Given problem
Can you put the lines below into a numbered list, skipping any blank ones?

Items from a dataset
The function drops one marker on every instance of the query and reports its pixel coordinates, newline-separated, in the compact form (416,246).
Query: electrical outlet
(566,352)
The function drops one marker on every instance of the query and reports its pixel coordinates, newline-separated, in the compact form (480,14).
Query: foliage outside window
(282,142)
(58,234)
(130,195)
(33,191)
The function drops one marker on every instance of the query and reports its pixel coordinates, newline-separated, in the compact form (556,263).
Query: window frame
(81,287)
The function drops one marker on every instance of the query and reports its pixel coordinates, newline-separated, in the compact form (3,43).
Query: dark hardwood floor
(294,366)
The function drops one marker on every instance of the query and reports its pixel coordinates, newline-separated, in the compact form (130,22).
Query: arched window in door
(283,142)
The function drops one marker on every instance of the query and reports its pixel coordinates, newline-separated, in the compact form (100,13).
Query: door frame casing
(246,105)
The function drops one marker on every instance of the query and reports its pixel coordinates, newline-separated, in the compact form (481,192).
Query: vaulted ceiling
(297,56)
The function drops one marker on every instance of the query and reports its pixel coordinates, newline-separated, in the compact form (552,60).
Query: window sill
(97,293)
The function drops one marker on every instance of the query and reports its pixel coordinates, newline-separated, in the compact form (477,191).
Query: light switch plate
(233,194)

Right answer
1. The function drops one marker on every instance of the query and reports its pixel coordinates, newline-separated, in the compact form (416,246).
2. Query: electrical outlet
3. (566,352)
4. The function drops one marker on every instance of the query and reports its pixel coordinates, newline-separated, in the compact form (480,14).
5. Query: foliage outside window
6. (282,142)
7. (58,234)
8. (130,195)
9. (33,191)
10. The function drops one marker on every instance of the query and reports its pixel coordinates, newline-separated, in the compact form (556,263).
11. Query: window frame
12. (81,287)
13. The function drops one marker on every instance of the query and reports its pixel coordinates, newline-separated, in the compact form (3,43).
14. Query: dark hardwood floor
15. (294,366)
16. The function drops one marker on every instance of the query and reports its pixel coordinates, newline-separated, in the compact form (130,22).
17. Query: arched window in door
18. (283,142)
19. The function drops one marker on every instance of the query and reports its pixel coordinates, newline-separated, in the compact form (100,13).
20. Query: door frame casing
21. (246,105)
22. The function drops one marker on every instance of the query and reports its pixel coordinates, newline-separated, in the compact form (481,192).
23. Query: vaulted ceiling
24. (297,56)
25. The function drops one marker on every instance of the query and reports its pixel coordinates, newline-separated, in the compact form (552,60).
26. Query: window sill
27. (97,293)
28. The function drops one marker on every instance of the query and reports its pixel coordinates, newline-separated, in the compact form (477,191).
29. Query: light switch plate
30. (233,194)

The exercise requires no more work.